■ **GIVEN REQUEST**
Tally the lines in the rows below that contain the string "tower", and give only that number.

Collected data
* * * * * * *
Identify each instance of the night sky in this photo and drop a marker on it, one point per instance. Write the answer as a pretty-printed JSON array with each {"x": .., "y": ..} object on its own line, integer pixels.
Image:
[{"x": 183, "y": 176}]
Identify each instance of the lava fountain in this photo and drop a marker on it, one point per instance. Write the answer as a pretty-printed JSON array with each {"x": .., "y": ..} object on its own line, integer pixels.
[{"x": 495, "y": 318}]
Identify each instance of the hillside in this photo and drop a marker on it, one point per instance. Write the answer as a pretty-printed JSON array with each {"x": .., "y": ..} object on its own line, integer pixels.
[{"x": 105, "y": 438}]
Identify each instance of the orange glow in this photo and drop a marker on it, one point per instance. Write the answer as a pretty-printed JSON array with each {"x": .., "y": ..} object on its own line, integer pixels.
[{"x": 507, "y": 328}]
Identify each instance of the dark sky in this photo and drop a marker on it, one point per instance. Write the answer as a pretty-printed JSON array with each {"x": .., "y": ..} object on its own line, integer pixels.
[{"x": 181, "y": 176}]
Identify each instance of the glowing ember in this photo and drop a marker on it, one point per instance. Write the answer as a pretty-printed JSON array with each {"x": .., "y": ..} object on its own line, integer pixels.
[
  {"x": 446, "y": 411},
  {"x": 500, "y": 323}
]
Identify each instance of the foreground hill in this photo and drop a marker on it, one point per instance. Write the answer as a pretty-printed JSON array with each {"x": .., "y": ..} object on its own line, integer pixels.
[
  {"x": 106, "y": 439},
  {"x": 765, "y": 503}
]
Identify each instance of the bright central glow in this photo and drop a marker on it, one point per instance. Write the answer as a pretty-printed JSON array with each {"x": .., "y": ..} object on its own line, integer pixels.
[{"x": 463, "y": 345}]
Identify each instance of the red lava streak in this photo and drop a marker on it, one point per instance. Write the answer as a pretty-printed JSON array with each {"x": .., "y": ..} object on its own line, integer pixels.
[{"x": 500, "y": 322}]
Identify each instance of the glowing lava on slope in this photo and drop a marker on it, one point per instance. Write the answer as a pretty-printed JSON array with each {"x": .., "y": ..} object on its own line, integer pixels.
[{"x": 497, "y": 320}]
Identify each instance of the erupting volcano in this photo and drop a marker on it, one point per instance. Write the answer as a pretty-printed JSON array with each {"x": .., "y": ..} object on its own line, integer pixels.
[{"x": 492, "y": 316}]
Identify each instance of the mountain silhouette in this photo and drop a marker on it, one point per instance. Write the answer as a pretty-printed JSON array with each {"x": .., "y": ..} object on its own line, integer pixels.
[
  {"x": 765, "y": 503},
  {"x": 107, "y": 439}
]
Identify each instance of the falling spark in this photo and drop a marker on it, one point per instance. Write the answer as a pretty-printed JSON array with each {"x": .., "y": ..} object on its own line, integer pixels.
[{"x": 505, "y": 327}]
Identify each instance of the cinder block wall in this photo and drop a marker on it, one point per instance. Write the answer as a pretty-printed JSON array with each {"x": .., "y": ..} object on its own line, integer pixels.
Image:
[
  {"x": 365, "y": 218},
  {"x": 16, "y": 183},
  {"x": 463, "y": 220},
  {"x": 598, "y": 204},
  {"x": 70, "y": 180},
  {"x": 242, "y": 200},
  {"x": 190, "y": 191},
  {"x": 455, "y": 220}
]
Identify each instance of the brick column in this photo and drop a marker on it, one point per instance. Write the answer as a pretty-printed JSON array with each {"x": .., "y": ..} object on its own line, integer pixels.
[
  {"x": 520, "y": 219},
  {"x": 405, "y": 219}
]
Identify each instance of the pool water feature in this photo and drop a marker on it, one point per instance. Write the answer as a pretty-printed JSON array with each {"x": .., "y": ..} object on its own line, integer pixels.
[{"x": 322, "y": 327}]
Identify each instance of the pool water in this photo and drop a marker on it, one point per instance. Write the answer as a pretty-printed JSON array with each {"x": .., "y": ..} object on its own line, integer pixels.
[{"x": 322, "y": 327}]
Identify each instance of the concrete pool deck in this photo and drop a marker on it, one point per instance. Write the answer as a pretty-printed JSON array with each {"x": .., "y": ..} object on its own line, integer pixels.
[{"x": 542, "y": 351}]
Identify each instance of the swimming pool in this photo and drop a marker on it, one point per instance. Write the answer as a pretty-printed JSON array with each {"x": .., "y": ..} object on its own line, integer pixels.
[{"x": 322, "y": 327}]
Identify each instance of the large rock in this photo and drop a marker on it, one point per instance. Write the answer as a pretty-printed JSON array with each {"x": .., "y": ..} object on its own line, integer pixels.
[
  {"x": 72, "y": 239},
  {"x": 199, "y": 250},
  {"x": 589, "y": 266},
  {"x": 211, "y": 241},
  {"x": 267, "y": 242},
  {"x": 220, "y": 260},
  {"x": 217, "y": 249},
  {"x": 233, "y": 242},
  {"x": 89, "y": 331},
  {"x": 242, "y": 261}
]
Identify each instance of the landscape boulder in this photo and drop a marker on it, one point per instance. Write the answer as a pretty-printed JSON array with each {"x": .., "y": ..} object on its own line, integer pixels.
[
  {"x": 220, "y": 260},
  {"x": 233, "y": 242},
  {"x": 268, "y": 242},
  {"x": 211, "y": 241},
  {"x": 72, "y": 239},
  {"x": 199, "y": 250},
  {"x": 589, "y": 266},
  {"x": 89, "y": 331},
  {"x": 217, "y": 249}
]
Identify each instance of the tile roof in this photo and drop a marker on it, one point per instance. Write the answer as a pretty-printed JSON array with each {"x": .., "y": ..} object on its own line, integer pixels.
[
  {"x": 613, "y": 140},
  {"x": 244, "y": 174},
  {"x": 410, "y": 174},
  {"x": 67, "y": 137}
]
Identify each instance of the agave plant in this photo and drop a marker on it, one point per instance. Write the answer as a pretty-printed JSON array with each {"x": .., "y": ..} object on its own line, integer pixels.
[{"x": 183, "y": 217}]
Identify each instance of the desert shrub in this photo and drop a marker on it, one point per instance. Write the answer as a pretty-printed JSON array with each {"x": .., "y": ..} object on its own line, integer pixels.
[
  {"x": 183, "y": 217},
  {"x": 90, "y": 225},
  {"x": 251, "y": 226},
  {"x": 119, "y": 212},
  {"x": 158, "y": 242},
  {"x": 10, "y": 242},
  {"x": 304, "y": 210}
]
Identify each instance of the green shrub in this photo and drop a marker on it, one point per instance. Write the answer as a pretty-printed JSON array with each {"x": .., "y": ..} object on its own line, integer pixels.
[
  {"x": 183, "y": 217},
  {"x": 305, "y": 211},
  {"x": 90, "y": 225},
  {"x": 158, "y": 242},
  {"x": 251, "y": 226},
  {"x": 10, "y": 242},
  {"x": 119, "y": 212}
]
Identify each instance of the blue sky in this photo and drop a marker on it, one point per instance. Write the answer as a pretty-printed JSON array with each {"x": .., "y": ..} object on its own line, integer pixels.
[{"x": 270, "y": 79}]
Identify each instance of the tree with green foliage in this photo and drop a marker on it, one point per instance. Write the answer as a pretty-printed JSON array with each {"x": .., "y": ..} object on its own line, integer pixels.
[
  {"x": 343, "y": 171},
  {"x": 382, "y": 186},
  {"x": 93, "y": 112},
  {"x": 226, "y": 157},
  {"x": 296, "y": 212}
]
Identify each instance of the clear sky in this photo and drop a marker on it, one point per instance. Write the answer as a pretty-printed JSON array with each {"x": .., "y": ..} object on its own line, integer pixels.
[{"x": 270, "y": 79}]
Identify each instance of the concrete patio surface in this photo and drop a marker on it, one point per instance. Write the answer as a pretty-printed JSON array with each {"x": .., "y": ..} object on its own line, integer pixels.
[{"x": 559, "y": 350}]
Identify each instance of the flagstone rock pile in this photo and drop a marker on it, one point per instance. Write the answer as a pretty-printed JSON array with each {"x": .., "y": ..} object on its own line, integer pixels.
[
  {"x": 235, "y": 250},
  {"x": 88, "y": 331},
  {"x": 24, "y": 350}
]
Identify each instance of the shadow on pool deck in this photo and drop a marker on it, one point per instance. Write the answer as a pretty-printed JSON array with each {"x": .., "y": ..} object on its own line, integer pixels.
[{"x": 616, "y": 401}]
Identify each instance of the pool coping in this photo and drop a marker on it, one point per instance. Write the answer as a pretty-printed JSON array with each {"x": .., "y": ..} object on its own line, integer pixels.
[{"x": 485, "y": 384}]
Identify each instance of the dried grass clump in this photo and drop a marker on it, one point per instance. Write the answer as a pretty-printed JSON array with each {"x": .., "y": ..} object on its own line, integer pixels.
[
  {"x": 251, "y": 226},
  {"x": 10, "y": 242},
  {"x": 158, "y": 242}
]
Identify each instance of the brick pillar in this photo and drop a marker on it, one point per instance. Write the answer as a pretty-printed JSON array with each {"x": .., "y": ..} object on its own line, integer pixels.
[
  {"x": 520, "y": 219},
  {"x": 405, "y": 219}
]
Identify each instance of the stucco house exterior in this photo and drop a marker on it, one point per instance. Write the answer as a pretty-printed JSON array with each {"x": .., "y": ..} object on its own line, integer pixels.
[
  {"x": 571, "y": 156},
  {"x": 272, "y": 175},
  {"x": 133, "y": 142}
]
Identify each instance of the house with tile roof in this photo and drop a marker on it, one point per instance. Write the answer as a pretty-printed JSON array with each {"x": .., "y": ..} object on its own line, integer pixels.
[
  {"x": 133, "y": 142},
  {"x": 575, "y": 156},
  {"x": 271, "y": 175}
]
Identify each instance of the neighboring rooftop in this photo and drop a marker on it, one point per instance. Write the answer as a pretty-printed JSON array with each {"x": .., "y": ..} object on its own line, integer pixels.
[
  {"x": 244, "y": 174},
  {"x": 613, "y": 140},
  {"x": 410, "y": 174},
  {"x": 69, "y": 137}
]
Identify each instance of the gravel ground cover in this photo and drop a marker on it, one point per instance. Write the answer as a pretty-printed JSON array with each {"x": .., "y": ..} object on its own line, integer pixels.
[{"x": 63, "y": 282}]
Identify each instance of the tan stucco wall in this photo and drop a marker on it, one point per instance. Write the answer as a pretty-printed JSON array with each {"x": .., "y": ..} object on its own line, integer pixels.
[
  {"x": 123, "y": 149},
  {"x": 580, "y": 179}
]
* * * * * * *
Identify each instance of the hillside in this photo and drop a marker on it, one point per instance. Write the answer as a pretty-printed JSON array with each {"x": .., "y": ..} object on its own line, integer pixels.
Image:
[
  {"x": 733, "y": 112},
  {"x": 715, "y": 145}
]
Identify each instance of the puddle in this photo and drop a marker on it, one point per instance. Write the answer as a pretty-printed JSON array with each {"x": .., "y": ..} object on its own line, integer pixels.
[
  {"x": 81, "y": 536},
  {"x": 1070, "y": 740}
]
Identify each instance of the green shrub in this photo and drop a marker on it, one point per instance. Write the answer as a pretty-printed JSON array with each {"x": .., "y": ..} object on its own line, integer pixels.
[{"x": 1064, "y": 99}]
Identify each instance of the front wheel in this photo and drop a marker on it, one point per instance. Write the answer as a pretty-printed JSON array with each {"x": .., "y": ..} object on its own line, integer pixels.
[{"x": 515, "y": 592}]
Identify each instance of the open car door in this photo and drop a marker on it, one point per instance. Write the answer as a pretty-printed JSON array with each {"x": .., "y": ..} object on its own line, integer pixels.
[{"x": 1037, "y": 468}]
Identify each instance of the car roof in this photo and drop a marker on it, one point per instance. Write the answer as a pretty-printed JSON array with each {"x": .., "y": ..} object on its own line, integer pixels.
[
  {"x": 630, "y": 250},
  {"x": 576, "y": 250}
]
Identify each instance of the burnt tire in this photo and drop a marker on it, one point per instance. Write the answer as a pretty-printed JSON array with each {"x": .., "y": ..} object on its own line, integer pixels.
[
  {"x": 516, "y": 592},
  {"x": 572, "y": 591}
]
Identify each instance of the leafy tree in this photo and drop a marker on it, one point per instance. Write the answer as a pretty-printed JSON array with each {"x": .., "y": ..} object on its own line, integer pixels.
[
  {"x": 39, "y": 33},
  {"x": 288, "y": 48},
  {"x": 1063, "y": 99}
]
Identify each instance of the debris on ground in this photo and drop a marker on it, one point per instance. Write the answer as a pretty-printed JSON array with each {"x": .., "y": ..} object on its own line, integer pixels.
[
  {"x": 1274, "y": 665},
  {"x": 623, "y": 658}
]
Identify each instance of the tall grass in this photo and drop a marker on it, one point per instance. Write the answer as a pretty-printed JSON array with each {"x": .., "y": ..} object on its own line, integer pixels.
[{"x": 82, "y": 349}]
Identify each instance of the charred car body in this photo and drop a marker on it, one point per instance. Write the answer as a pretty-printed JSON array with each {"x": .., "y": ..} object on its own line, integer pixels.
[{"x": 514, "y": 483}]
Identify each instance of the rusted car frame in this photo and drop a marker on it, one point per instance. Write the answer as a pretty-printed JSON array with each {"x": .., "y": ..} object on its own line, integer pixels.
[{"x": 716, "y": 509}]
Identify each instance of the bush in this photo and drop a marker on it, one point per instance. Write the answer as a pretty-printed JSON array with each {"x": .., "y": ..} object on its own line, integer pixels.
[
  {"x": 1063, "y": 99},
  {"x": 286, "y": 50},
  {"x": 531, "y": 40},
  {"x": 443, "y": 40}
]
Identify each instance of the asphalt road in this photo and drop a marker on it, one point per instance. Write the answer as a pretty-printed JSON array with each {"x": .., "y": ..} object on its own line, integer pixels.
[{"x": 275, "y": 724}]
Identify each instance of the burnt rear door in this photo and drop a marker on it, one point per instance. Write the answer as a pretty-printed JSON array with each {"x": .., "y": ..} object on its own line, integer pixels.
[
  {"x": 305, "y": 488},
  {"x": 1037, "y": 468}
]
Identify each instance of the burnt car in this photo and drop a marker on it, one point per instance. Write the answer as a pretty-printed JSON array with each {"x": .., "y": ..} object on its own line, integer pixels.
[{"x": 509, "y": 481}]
* * * * * * *
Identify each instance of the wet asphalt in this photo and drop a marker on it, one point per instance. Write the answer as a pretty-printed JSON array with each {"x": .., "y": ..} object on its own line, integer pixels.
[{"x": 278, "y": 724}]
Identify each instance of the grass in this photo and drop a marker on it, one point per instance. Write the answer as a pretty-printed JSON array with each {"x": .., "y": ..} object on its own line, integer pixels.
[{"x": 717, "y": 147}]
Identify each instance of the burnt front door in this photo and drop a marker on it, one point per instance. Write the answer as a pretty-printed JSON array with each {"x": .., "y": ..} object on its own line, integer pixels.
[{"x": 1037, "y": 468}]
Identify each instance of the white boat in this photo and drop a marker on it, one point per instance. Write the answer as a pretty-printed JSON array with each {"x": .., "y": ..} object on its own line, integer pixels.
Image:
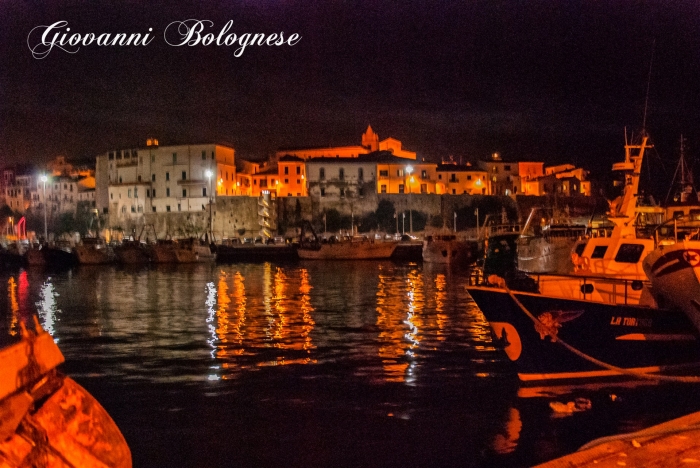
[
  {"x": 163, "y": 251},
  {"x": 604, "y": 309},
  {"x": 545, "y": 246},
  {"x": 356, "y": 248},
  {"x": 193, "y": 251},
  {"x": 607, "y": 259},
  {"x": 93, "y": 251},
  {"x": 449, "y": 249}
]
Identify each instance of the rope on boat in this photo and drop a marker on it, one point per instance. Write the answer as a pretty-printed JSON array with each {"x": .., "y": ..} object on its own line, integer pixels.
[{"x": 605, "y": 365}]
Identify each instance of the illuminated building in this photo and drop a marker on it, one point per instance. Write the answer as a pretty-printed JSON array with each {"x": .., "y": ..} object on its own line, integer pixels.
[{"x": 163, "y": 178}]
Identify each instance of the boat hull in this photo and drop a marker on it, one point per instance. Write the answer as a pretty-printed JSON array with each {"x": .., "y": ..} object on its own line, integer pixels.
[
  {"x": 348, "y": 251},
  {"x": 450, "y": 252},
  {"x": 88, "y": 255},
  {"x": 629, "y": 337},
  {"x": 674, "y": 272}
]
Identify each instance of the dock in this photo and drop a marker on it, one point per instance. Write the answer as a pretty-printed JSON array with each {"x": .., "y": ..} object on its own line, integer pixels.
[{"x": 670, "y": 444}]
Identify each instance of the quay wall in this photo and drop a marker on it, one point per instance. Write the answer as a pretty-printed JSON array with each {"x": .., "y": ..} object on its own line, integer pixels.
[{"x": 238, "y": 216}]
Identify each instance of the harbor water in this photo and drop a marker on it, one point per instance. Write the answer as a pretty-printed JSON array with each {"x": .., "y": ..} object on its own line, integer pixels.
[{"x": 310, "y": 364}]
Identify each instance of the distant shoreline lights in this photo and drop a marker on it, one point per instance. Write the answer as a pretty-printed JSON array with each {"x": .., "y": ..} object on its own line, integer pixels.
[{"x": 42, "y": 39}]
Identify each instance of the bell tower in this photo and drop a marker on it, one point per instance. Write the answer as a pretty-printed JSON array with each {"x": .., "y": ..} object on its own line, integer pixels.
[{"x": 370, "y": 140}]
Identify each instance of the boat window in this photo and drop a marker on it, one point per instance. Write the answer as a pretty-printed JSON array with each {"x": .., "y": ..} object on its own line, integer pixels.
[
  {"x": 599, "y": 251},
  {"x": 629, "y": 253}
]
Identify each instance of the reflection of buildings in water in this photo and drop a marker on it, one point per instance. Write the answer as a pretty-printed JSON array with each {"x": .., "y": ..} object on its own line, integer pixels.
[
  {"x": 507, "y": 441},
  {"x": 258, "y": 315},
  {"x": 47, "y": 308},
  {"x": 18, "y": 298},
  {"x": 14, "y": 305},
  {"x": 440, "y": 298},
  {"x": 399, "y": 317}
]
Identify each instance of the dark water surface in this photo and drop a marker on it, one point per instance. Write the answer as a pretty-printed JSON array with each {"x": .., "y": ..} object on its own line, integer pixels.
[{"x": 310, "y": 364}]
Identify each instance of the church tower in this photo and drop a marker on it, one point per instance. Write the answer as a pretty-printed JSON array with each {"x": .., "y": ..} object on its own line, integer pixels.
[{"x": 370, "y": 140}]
* * * * * * *
■ **THE RESULT**
2